[Records]
□ □ □ □ □ □ □
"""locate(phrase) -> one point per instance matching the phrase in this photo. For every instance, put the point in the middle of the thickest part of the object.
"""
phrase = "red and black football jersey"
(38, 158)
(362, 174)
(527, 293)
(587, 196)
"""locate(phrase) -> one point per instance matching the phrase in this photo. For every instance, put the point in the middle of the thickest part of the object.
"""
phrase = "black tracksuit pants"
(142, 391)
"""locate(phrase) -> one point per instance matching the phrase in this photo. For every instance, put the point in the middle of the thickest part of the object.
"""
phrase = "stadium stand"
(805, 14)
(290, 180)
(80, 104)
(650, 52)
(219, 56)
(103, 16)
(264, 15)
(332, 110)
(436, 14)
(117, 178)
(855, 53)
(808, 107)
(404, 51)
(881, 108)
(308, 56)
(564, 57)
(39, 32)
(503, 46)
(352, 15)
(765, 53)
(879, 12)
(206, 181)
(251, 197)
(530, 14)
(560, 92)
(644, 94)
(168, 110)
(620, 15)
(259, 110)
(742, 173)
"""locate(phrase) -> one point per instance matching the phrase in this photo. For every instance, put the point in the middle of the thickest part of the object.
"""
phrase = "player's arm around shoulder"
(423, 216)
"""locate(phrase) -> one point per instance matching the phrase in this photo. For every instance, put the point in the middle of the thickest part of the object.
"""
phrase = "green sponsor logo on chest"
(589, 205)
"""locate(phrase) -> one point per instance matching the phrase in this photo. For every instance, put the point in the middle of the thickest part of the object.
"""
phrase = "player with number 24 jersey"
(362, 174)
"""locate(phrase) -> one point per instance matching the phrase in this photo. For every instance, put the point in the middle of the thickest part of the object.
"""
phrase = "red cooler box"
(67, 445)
□ □ □ □ □ □ □
▶ [REQUIREMENTS]:
Transcribe every entry verbatim.

▶ [ANSWER IN FULL]:
"""locate(phrase) -> one point per instance matching the phrase in this photo. For every instance, put the point in the middle of the thickest part of the object.
"""
phrase = "red and black football jersey"
(38, 158)
(362, 174)
(527, 293)
(587, 196)
"""locate(phrase) -> one point per instance matching the phrase in this photo. For every instance, put the point in the middle of the thickest part of the object.
"""
phrase = "black tracksuit pants"
(142, 391)
"""locate(phrase) -> one point per instance matching the phrase in this photo. For every instance, put the point in the middle of the thickest part of the object.
"""
phrase = "stadium stand"
(805, 14)
(290, 180)
(80, 104)
(650, 52)
(219, 56)
(103, 16)
(264, 15)
(332, 110)
(436, 14)
(117, 178)
(855, 53)
(808, 107)
(404, 51)
(881, 108)
(308, 56)
(564, 57)
(39, 32)
(503, 46)
(352, 15)
(765, 53)
(879, 12)
(206, 181)
(251, 197)
(530, 14)
(560, 92)
(644, 94)
(168, 110)
(620, 15)
(259, 110)
(742, 173)
"""locate(phrase) -> one point per instance matching the phrase in this photo. For every instance, put the point in the middle of the thickest part of the object.
"""
phrase = "player's arm around shoulder"
(423, 216)
"""locate(phrase) -> one point per instance matching the phrase in this photo. For every instance, put the point in the middle of the thickest part of the object.
"""
phrase = "green sponsor logo on chest"
(589, 205)
"""locate(phrase) -> one point per instance matching the phrase in this photo. For every instance, put the point in the middle of the thickest part of the object.
"""
phrase = "player with number 24 jersey"
(362, 174)
"""locate(phrase) -> one point per instance matching the phrase in this photo. For every instance, put the point in the middle of the thickest part of the object.
"""
phrase = "red cooler box"
(67, 445)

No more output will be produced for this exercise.